In 2014, Denise Blomker was fired from her job as secretary in the U.S. Fish and Wildlife Service’s Bloomington office. The official letter said Blomker was being terminated for calling a supervisor a “goddamned fucking liar” and grabbing his arm.

In a lawsuit alleging a “hostile work environment,” Blomker had a different story to tell: She’d suffered through years of sexual harassment by two co-workers. According to the lawsuit, one day, a man came walking toward her with a “smirk on his face” and stood “extremely close.” When Blomker looked down, she realized he had an erection.

After another incident when she felt the man had violated her space, Blomker complained to supervisors, loudly: “What does that man have to do, rape me before anyone does anything?” She was “written up,” according to her lawsuit.

In the same lawsuit, Blomker would accuse a second man of deliberately spreading his legs wide and picking at the seam “in the crotch of his pants” while they spoke. She also accused him of carrying on a conversation while he had a visible erection.

Did these things really happen, as Blomker says? We’ll never know. In the agency’s defense, the U.S. District Attorney’s Office argued that even if the claims were true, her treatment was not “severe and pervasive” and was not “objectively offensive.” A judge agreed—the men’s behavior was “vile and inappropriate,” maybe, but not “actionable harassment”—and dismissed it.

Blomker appealed to the Eighth Circuit Court. Last year, a three-judge panel threw her case out in a 2-1 decision, observing at one point that “none of [Blomker’s] alleged incidents involved actual touching.” A guy with a hard-on was no big deal.

The ruling cited previous Eighth Circuit findings 20 different times. Among them: a case where a man called a co-worker frequently at home and left romance novels in her office mailbox. One where a man said a woman would “advance professionally” if she got him off. And one where a man called a woman “baby doll” and told her over the phone “she should be in bed with him.” None of these were considered harassment. Why would Blomker’s experiences be?

This is not the court Jean Boler remembers. She was a lawyer on Jenson v. Eveleth Taconite Company, a class-action case where more than a dozen women sued their employer for near-constant sexual harassment in the late 1980s and early 1990s. (Their story was later told in numerous books and the movie North Country.) The atmosphere at the mine was chauvinist to its core. Porn hung from the walls, and men routinely propositioned or taunted female co-workers. Some treated the women’s bodies as theirs to touch whenever the urge struck.

In a 1996 ruling, a retired Minnesota judge granted the victims amounts between $2,500 and $25,000. They appealed to the Eighth Circuit, which threw out the paltry awards and sent the case to a jury. “Money cannot make these women whole,” the court wrote, but victory could teach businesses that “such hostility will not be tolerated.”

The mining company ducked a jury trial, instead settling for a combined $3.5 million.

Two decades later, Boler would be less confident about bringing such a suit. “I have wondered what would have happened to the Jenson women in this climate,” Boler says. “It is questionable that they would’ve been successful.”

What happened? Elections. Of nine judges currently on the Eighth Circuit, eight of them, all men, were appointed by Republican presidents. A ninth, Minnesota Supreme Court Justice David Stras, will soon join them. Federal appeals court judges are appointed for life.

“Things have really swung the other way, with judges now extremely skeptical of employees’ claims against the employer,” says Boler. “It’s a warning... that society is way ahead of the court on these issues right now. It reminds me of gay rights, and marriage equality, where the courts had to come along with society.”

Or be instructed to. By creating a stronger, clearer, federal anti-discrimination employment law, Congress could help. But it won’t.

Erin Maye Quade wants to turn unwanted attention into momentum. She thinks now is the time for Minnesota to address sexual harassment. It could start by rewriting the Minnesota Human Rights Act, where judges somehow think a ban on “intimidating, hostile, or offensive” behavior still allows a guy and his erection to march right over to the next cubicle.

When her bill gets a hearing, the line to testify might run out the door.

_Tasks for this exercise_
1 – According to the official letter described in the article on Denise Blomker's lawsuit, why was she fired from her secretary job? Answer in one to three sentences.
2 – Can you reproduce the entire listing below word for word, every line of it?
The listing that follows is unrelated to the article on Denise Blomker's lawsuit.

_Input material_
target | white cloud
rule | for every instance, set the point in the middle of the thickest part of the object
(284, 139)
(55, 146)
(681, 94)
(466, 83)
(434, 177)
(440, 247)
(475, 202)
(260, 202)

_Solutions to the tasks_
1 – The letter said she was terminated for calling a supervisor a "goddamned fucking liar" and grabbing his arm.

2 –
target | white cloud
rule | for every instance, set the point in the middle of the thickest part of the object
(284, 139)
(55, 146)
(681, 94)
(466, 83)
(434, 177)
(440, 247)
(475, 202)
(260, 202)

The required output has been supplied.